> Problem to work on: Repeat the lines of the listing below without changing a character. Begin at the line that contains "Question. For every instance of the wooden shed" and stop after the line that contains "Question. For every instance of the weathered".

> Items drawn from a data source:
>>>>>

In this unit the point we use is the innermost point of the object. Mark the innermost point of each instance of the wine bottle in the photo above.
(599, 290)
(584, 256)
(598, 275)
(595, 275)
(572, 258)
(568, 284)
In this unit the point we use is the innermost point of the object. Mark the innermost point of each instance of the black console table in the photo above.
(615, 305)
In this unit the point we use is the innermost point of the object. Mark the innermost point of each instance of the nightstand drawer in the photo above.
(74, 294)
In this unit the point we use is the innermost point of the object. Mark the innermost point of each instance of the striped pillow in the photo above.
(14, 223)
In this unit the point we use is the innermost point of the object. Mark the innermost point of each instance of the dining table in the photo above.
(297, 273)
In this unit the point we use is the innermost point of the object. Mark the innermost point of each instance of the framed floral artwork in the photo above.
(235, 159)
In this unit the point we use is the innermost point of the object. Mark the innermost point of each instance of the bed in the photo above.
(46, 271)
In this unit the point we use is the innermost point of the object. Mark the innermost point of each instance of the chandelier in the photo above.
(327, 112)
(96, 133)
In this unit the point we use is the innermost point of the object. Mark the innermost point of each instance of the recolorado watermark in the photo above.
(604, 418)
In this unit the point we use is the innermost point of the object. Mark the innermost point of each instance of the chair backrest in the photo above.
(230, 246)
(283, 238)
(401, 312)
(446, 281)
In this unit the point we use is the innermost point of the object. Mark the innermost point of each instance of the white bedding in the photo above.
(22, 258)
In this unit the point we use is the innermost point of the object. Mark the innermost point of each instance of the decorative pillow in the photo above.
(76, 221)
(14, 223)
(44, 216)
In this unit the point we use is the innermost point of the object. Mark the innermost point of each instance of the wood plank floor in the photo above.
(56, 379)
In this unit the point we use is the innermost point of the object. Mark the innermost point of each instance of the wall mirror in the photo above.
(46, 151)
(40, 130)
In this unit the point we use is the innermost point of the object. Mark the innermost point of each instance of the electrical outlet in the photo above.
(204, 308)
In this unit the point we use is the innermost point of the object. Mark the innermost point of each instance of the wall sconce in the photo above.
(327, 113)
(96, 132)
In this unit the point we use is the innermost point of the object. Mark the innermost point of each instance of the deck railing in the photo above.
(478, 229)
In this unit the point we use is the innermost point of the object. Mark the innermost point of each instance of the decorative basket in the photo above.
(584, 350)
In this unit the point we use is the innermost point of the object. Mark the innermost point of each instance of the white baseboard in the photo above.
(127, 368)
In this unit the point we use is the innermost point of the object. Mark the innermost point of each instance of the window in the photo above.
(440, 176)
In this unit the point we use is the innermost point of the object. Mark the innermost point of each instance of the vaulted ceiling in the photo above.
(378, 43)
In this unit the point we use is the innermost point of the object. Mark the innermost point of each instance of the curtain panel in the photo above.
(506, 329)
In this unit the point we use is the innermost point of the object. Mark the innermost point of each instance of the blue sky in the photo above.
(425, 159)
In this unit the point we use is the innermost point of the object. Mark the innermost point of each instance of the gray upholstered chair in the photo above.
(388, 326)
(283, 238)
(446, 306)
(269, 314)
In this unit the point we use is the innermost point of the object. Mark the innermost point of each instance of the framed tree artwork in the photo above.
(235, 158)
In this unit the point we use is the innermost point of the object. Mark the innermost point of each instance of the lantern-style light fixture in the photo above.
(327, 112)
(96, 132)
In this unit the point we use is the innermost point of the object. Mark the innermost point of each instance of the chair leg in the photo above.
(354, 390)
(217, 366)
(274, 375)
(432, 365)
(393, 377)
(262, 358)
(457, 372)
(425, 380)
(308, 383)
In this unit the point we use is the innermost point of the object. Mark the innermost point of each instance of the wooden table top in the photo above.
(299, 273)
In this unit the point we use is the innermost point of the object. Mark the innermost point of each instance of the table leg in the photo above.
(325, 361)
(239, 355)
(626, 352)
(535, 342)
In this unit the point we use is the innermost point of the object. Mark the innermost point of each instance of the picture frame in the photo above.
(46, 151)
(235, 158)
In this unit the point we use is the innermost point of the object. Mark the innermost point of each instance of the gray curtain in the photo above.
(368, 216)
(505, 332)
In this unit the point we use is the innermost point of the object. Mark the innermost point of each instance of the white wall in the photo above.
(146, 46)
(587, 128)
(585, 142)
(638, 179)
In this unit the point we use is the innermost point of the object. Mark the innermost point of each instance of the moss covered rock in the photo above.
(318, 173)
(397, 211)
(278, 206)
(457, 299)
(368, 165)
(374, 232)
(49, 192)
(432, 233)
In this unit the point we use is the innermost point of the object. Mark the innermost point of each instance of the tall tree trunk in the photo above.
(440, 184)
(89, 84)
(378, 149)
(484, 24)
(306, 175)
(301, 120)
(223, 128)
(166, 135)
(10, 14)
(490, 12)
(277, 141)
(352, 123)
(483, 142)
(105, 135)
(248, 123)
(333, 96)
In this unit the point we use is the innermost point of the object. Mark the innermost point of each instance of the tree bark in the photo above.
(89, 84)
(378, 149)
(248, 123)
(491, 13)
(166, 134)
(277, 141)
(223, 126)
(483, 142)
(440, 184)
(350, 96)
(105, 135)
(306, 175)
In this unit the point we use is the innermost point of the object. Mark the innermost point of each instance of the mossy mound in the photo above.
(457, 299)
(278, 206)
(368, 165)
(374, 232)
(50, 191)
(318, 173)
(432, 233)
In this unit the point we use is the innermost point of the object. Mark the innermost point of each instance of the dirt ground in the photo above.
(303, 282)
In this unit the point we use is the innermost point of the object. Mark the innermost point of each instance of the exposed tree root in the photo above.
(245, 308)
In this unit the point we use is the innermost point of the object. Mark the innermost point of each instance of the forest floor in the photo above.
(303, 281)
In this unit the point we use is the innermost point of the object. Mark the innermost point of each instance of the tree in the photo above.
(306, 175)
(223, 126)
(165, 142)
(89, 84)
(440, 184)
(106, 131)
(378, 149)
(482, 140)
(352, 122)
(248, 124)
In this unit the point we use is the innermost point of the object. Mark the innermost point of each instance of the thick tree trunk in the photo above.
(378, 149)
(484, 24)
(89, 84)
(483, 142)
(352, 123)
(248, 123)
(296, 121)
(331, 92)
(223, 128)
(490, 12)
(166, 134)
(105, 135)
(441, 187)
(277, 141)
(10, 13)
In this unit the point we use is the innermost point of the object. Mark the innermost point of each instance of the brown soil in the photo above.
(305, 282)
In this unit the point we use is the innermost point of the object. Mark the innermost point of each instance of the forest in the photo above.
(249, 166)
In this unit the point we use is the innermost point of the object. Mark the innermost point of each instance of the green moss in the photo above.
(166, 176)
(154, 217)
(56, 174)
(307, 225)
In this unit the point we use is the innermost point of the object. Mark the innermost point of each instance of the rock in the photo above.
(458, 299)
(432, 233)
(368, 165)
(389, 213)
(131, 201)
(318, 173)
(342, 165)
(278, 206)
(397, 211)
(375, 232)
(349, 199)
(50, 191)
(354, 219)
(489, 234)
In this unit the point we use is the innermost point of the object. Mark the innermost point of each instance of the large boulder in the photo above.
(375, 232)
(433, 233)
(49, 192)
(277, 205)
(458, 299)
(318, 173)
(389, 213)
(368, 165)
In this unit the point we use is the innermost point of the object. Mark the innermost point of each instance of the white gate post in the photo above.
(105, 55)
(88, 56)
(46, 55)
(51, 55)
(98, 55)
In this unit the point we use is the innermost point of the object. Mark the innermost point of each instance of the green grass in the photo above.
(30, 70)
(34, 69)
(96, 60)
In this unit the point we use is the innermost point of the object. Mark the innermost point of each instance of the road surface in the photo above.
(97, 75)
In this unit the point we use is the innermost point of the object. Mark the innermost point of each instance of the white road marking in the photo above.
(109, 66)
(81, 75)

<<<<<
>>>>>

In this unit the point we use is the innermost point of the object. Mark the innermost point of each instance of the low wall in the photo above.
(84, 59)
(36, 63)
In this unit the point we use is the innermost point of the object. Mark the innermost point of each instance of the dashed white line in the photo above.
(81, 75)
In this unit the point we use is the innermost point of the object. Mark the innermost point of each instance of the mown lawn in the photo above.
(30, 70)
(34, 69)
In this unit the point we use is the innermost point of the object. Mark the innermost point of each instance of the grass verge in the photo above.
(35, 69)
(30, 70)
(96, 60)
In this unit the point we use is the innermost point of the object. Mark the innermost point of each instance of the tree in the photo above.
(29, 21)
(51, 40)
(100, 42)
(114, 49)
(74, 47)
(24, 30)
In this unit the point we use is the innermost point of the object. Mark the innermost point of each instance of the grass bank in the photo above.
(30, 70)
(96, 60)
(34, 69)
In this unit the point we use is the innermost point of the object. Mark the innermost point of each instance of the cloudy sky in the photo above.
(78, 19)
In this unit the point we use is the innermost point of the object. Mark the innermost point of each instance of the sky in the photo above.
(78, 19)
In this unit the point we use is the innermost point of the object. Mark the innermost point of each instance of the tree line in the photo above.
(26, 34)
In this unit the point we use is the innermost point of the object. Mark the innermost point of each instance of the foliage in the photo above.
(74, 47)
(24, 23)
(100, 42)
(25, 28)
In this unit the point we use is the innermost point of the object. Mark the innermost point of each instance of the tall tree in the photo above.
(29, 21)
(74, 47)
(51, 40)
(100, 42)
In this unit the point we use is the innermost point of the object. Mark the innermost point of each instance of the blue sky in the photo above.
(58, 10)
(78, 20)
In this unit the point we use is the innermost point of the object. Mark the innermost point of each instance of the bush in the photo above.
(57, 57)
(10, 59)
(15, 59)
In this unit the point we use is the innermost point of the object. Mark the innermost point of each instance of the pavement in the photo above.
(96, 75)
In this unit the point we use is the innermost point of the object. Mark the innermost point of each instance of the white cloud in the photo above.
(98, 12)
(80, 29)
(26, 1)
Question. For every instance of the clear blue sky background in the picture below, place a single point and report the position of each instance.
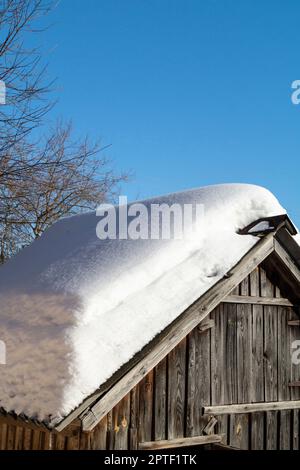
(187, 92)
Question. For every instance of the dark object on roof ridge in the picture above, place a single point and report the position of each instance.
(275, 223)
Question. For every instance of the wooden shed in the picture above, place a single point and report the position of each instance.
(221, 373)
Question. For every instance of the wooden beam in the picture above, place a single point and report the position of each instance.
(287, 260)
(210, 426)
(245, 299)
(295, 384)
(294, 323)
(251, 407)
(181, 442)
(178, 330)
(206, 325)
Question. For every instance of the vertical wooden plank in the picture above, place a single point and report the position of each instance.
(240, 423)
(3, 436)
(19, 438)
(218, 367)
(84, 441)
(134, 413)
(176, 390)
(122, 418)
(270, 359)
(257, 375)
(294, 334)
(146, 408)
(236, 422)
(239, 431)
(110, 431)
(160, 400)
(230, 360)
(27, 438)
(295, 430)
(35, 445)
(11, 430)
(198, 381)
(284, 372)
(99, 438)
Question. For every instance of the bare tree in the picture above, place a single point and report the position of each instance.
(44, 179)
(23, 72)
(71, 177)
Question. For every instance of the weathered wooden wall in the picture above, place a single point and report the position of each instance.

<<<<<

> Completed exercise:
Question. For every instance of the wooden shed in the picture above, place a single point and report the position of each instance.
(221, 373)
Question. For every instance of the wooden beam in the picture above, place a single point and report the position of each instance.
(287, 260)
(210, 426)
(245, 299)
(295, 384)
(294, 323)
(251, 407)
(181, 442)
(178, 330)
(206, 325)
Question. For every instance of the vertical wooden plank in the picture above, place a single point and report the position of each instance.
(240, 423)
(3, 436)
(19, 438)
(218, 367)
(84, 441)
(134, 413)
(176, 390)
(122, 418)
(270, 359)
(257, 375)
(294, 334)
(146, 408)
(236, 422)
(239, 431)
(110, 431)
(160, 400)
(230, 360)
(27, 438)
(295, 430)
(35, 445)
(11, 430)
(198, 381)
(284, 372)
(99, 438)
Question. For every instance of the bare tree in the picture above, place a single point and report the position of each instance.
(44, 179)
(23, 72)
(71, 177)
Question. For every instance of the weathered wooden wall in the picture above, place a single point and report the position of each instance.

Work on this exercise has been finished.